» **SHORT EXERCISE**: Pick out every row that contains the string "door" and copy each of those rows in full. Uppercase and lowercase count as different.
--- Begin ENTRIES PROVIDED ---
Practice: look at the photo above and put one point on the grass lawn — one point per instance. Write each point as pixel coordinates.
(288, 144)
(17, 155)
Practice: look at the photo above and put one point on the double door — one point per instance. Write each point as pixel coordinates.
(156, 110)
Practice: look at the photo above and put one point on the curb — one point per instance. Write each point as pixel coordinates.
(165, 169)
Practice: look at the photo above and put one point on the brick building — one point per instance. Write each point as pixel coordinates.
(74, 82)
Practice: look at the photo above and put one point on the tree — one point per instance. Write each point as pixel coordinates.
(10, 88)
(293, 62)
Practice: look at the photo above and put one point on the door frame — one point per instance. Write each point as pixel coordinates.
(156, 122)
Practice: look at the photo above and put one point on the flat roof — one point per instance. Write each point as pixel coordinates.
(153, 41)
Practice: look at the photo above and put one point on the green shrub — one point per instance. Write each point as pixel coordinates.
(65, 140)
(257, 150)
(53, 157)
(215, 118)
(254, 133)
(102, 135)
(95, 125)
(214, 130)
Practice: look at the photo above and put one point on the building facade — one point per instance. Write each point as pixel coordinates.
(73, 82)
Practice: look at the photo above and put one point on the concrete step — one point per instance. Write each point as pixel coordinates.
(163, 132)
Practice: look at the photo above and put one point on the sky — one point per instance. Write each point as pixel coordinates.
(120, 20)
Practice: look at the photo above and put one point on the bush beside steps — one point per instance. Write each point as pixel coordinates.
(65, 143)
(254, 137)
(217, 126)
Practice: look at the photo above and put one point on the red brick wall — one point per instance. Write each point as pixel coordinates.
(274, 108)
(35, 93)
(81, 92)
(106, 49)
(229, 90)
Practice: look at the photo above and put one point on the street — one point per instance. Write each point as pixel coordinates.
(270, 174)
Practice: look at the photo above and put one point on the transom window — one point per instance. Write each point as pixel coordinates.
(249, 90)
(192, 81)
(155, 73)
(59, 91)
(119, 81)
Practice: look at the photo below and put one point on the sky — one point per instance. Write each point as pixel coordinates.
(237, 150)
--- End ENTRIES PROVIDED ---
--- Begin ENTRIES PROVIDED ---
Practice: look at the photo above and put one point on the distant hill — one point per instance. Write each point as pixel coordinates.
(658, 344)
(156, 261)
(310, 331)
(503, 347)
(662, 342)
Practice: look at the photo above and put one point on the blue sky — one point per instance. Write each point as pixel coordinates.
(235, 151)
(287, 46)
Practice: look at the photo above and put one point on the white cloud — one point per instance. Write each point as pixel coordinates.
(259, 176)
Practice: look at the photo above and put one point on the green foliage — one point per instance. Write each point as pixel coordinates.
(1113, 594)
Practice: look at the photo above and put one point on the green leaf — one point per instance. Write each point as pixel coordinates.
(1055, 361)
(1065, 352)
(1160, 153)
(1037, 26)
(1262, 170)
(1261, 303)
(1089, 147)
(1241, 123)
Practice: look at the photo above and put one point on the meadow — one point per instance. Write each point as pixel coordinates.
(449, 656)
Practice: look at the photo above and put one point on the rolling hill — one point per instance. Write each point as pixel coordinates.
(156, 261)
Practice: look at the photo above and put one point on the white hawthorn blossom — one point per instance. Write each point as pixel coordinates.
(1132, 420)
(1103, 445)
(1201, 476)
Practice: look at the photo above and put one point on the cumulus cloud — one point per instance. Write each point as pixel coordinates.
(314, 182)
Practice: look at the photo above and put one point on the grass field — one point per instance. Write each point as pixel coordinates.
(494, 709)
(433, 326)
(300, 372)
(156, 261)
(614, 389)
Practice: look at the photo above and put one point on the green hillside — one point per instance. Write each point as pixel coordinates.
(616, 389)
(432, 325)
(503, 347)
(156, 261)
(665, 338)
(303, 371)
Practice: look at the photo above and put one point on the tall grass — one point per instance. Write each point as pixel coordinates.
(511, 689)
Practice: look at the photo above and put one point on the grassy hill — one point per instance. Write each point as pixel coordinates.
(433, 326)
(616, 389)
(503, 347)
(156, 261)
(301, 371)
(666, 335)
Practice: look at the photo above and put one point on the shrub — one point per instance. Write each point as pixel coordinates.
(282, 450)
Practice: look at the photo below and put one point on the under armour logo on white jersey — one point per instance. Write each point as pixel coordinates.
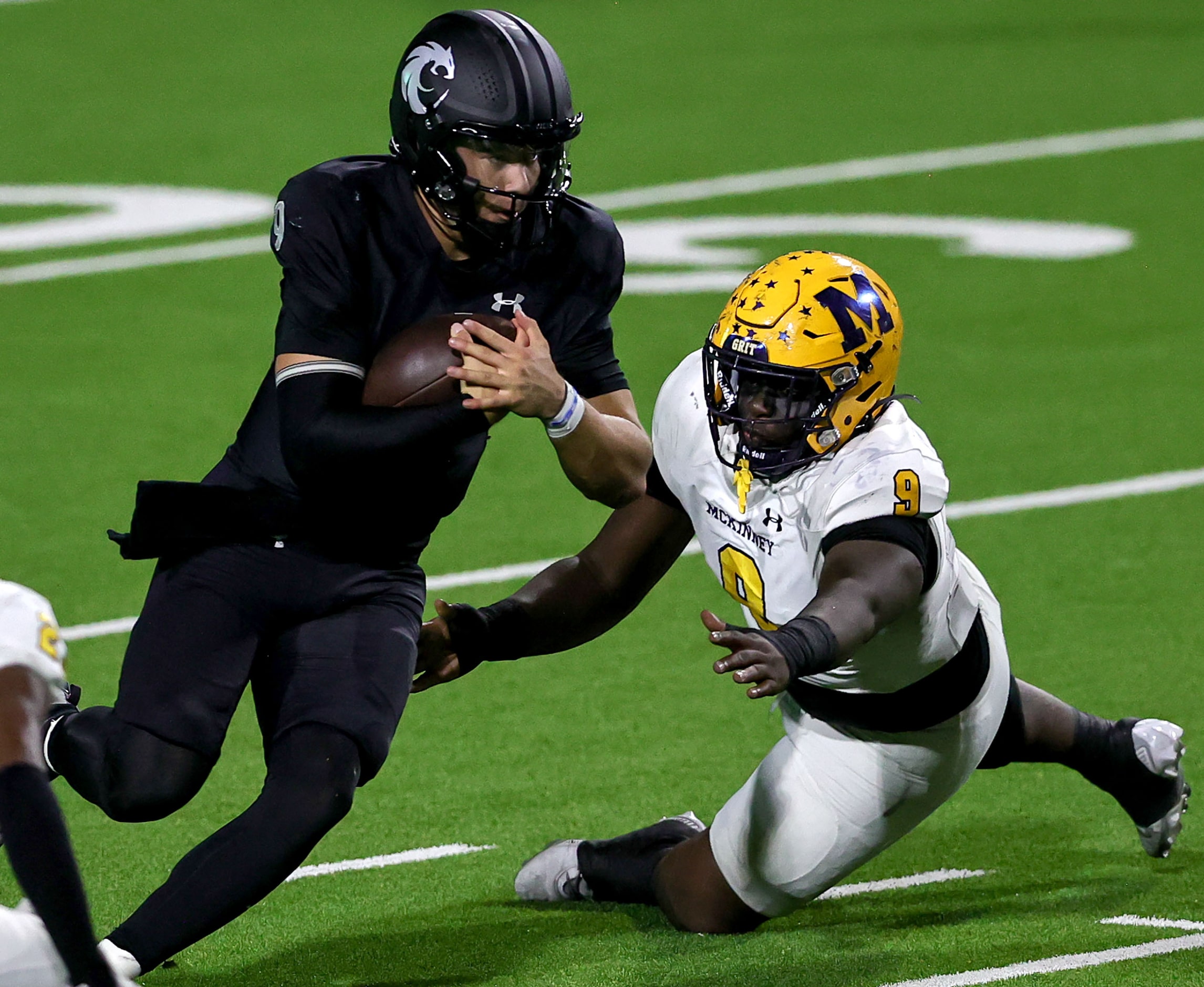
--- End ENTRIES PROVIDED ---
» **COMPLETE OUTPUT**:
Practice: look at the photo above and put one point on the double door — one point per instance. Write each point as pixel coordinates.
Practice: look at the photo above and put one point on the door frame — one point per instance. Write each point as pixel coordinates.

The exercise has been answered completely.